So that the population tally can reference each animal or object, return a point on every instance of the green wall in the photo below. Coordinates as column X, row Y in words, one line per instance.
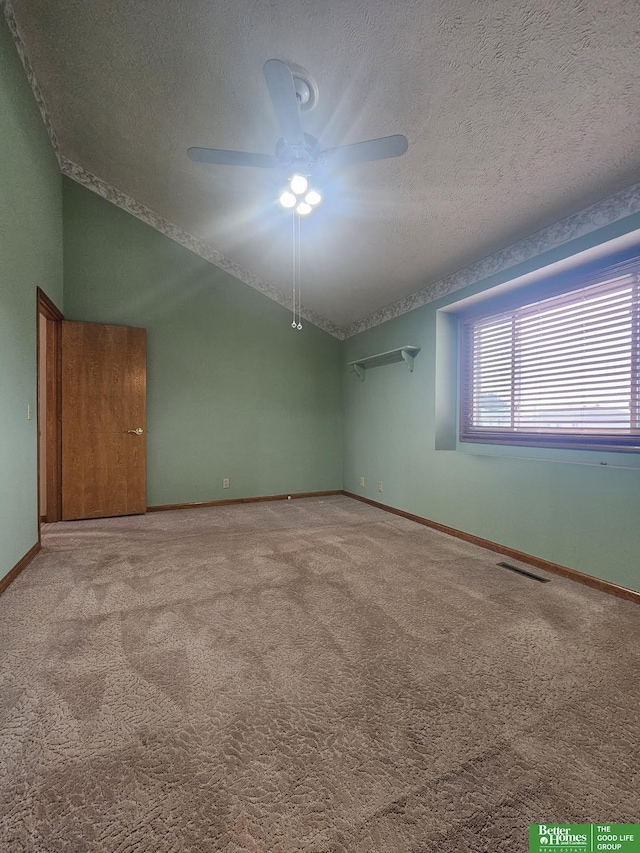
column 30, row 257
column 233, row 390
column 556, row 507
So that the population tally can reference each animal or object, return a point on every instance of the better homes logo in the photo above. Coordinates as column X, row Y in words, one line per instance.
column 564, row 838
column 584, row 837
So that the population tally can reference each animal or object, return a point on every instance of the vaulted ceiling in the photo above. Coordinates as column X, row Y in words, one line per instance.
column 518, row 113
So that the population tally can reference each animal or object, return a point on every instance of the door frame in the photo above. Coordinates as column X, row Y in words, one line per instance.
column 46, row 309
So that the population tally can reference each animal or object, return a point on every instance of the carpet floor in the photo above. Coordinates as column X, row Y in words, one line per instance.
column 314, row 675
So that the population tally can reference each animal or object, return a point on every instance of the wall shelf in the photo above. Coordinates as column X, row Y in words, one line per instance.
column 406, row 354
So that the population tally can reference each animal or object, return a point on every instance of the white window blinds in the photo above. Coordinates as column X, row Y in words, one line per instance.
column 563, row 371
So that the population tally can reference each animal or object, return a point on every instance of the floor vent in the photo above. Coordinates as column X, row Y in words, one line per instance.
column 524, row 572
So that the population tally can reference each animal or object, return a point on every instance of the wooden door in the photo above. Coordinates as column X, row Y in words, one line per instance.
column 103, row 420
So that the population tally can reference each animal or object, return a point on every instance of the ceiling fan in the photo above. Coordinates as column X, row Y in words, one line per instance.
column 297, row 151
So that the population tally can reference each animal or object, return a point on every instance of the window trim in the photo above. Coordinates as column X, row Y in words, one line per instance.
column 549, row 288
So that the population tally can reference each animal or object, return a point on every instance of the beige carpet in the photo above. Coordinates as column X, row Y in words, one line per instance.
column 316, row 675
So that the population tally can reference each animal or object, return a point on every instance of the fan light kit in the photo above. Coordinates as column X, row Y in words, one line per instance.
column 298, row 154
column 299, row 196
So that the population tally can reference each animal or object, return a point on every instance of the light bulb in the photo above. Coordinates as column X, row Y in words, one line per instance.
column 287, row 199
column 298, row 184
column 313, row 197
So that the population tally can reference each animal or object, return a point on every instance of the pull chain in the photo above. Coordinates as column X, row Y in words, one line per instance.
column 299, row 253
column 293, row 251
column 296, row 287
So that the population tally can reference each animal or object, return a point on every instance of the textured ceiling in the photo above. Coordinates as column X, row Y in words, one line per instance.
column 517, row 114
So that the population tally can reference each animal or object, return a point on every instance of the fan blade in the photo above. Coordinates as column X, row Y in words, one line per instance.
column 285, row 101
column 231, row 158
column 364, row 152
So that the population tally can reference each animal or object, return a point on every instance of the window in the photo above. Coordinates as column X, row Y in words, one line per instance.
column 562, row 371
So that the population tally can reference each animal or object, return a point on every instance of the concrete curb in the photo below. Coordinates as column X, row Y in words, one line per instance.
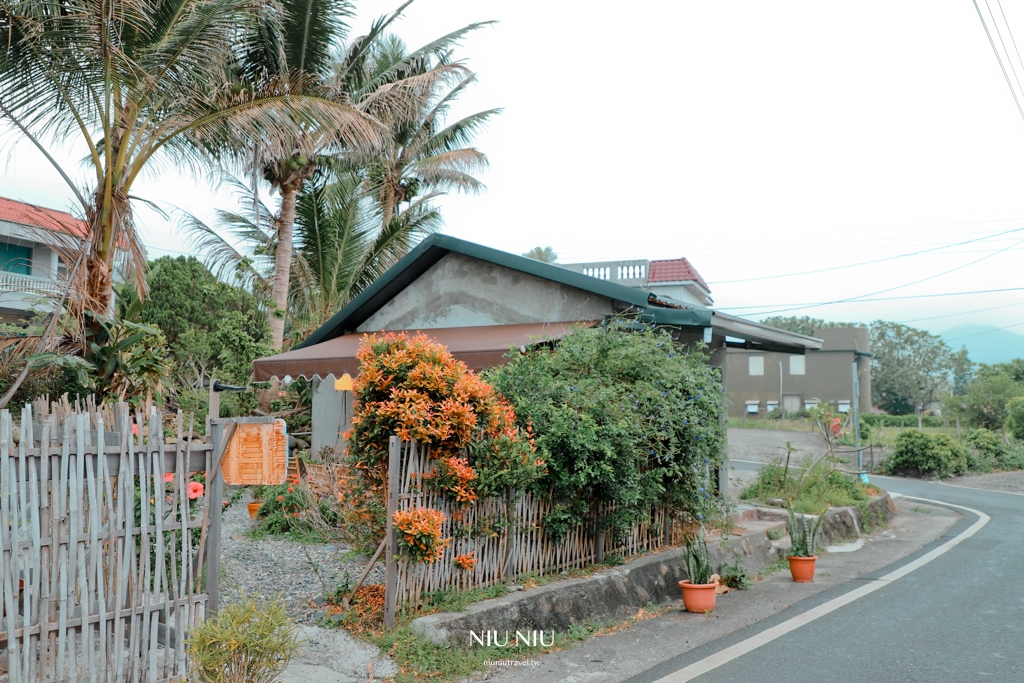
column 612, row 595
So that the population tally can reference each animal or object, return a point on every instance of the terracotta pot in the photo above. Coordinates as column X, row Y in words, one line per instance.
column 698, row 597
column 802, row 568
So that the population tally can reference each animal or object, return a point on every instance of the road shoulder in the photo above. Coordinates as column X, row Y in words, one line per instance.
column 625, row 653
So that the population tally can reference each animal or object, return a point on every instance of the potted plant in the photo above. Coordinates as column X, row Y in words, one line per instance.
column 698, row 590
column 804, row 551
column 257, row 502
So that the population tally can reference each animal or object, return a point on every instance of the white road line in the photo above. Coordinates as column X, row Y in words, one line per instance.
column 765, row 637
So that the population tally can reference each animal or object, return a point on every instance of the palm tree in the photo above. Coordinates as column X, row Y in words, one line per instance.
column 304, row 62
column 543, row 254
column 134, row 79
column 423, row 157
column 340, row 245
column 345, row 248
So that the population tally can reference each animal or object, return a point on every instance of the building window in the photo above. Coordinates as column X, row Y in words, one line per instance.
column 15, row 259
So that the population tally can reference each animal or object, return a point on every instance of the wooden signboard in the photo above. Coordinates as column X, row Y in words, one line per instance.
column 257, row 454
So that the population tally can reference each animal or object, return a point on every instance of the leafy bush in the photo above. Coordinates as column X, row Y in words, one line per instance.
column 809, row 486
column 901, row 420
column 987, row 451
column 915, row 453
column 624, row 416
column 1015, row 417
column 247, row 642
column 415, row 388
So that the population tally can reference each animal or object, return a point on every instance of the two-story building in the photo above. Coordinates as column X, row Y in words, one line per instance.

+ + +

What is needed is an exact copy of all the records, minus any pictures.

- Output for this task:
So that the population tally can reference each animal or object, return a point on every instance of the green wall in the photo below. Coordinates as column X, row Y in words, one line per instance.
column 30, row 257
column 233, row 390
column 556, row 507
So that the population tally can reference each animal or object, return a point on every instance of the better homes logo in the photo above. Coordinates as column X, row Y in words, one line per instance.
column 564, row 838
column 584, row 837
So that the population tally can reference each animal or object, return a point on every instance of the vaulted ceiling in the photo above. Coordinates as column X, row Y in words, one line per instance.
column 518, row 113
So that the population tally can reference each animal or object, return a point on every instance of the door frame in the photo above. Coordinates as column X, row Y in words, one line per instance.
column 46, row 309
So that the population tally can reference each animal or object, return a point on every instance of the carpet floor in the photo above. Coordinates as column X, row Y in words, one line per instance.
column 314, row 675
So that the population tally can reference each animal or object, return a point on every instance of the wall shelf in the photo above. Coordinates as column X, row Y in words, one line per instance.
column 406, row 354
So that the population tally can reference each animal or object, return a point on every instance of the white window blinds in the photo above. Coordinates as column X, row Y in words, one line per instance.
column 563, row 371
So that the population tally can reference each animal or object, return a point on every instance of the floor vent in the photo above. Coordinates as column X, row Y in words, one line per instance.
column 524, row 572
So that the population tally can reference each animal or object, return a point on every instance of the wooden door in the photo above. Coordinates as column X, row Y in words, one line per instance.
column 103, row 420
So that the population tally can reference each animal or object, return a point on every instance of the ceiling fan in the photo above. Coordinates as column X, row Y in words, one line per instance.
column 297, row 151
So that the population tally can reference each animal or object, return a point on every instance of the window trim in the photo above. Coordinates as column X, row Y in words, one line per instance.
column 549, row 288
So that the population tally can reference each animal or object, return a point on every instance of the beige carpet in the photo above. Coordinates as column X, row Y in words, one line per instance.
column 316, row 675
So that the population tally can reference each animal or object, return a point on every instance of the fan light kit in the photo above. Coordinates as column X, row Y in words, one line per instance.
column 298, row 154
column 299, row 196
So that the population tally can reference each animal or object, return a point on every instance of the light bulb in the photo above. Coordinates as column X, row Y in words, one line per instance.
column 287, row 199
column 298, row 184
column 313, row 197
So that the population tally can reference each animal or object, return a point on every instance of the pull chain in the photo above. Coordinates as column X, row Y in words, one line per instance.
column 299, row 253
column 293, row 251
column 296, row 287
So that the population tally can reference each animal or object, return a point on every instance of the textured ceiling in the photo above. Coordinates as column X, row Y in words, one line per instance.
column 517, row 114
So that the population tally can reference each animal or object, return a point on every instance of the fan blade in the photo above. Coordinates as column X, row Y in words, one line per instance.
column 285, row 101
column 231, row 158
column 364, row 152
So that the population tally can reference each animal or object, return a point on every instance of the window in the photo above. Coordinates as column X, row Y in words, one line per instance.
column 562, row 371
So that the population tally can reference each animal or object, return a point on every instance of the concrete curb in the photo below. Coordinates as column X, row Y in words, one line per instance.
column 612, row 595
So that the population tally can reference each animal or object, return a point on every instance of the terracotta pot in the photo above. Coordinates as column X, row Y in words, one line per instance.
column 698, row 597
column 802, row 568
So that the population tally can reference each animal or object, return a point on every instance of the road shoulder in the photo above. Coordinates as column X, row Y in words, one line per instance.
column 625, row 653
So that the population tally can reference each animal or object, return a point on every instance of the potted plant in the photo above. Coordinates as column X, row Y in words, one line per instance.
column 698, row 590
column 804, row 551
column 257, row 502
So that the population tally can reference each animal or object, return a point on every instance of the white road line in the photo above. Coordinates as column X, row Y in words, one line per instance.
column 765, row 637
So that the population tally can reference each animal or object, return a point on every instance of the palm tree in the photo above. Coordinates as column X, row Y in words, one line per instance.
column 304, row 62
column 543, row 254
column 134, row 79
column 423, row 157
column 340, row 245
column 345, row 248
So that the population tally can reference each animal or object, return a point on every instance of the building window in the photo above. Coordinates as column X, row Y in words, one line per instance.
column 15, row 259
So that the population tally can reference each animal or object, return a point on every instance of the wooden signboard in the photo above. Coordinates as column X, row Y in words, one line per instance.
column 257, row 454
So that the population tally can reference each animal or object, return a point on every instance of the leafy bush in the photo above. Coordinates as column X, row Y in words, one line per instance.
column 809, row 486
column 901, row 420
column 987, row 451
column 915, row 453
column 624, row 416
column 1015, row 417
column 247, row 642
column 415, row 388
So that the population tally can reference each animal or object, return a point on every instance of the two-story building in the photo above. Coordinates as column X, row Y in words, one line per instance.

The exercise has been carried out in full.